== Source passage

Since this is my 1st post on this subject, I will provide a little background. I spent a few months before I started my room just looking at other build threads and pictures of finished rooms to get ideas for what I wanted to do.

One of the ideas that really jumped out at me was in TKNice's build thread on another forum. Instead of purchasing posters and hanging those in his HT, he instead vertically mounted a 42" TV to display posters and other images. In the long run, I thought this would actually save money on poster purchases as well as make a really neat room effect. He saved all the posters to his media center computer and is running a slideshow from there. One of the other posters had an idea of using the USB port / slideshow function on the TV itself. This is what I decided to pursue.

So, I started out by going to this site and downloading a few of the posters I would like. I then rotated them to vertical display and saved them to an external hard drive. I found a great guy at WalMart that let me plug into a TV to see if it would work. After some trial and error and a couple more trips (the same guy was there fortunately), I got them to display as I had hoped - it works perfectly. And, the color on the posters are much more vivid than I could ever hope to have from a poster itself. The trick is to resize the poster (I just used the stretch function in Paint) to be as close to 1920x1080 as possible. 

So, since I find so little time during the week to get anything done in the HT (kids are such light sleepers! :nono, I spent most of the last couple of weeks downloading and resizing posters. For other events, I also have some sports pictures and space pictures (both courtesy of TK). I now have over 600 posters I can display.

====

*What you will do*.
Answer these questions from the post about using a TV to display posters.
1. What size TV did TKNice mount vertically in his home theater?
2. Where did the writer save the posters after rotating them?
3. What resolution should a poster be resized to match as closely as possible?
The lines play no part in this exercise.

== Collected material

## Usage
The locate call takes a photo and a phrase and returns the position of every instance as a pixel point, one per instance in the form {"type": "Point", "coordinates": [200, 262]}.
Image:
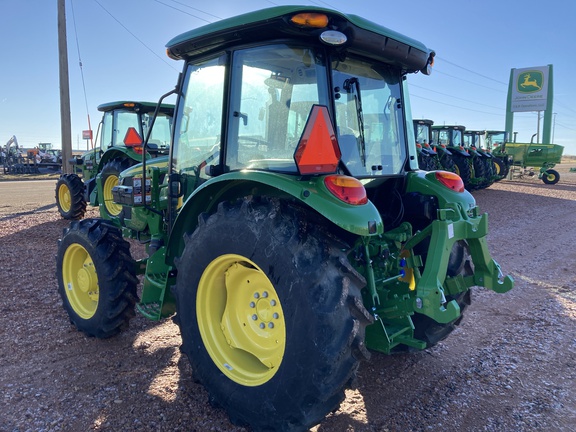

====

*Exercise output*.
1. A 42" TV.
2. To an external hard drive.
3. 1920x1080.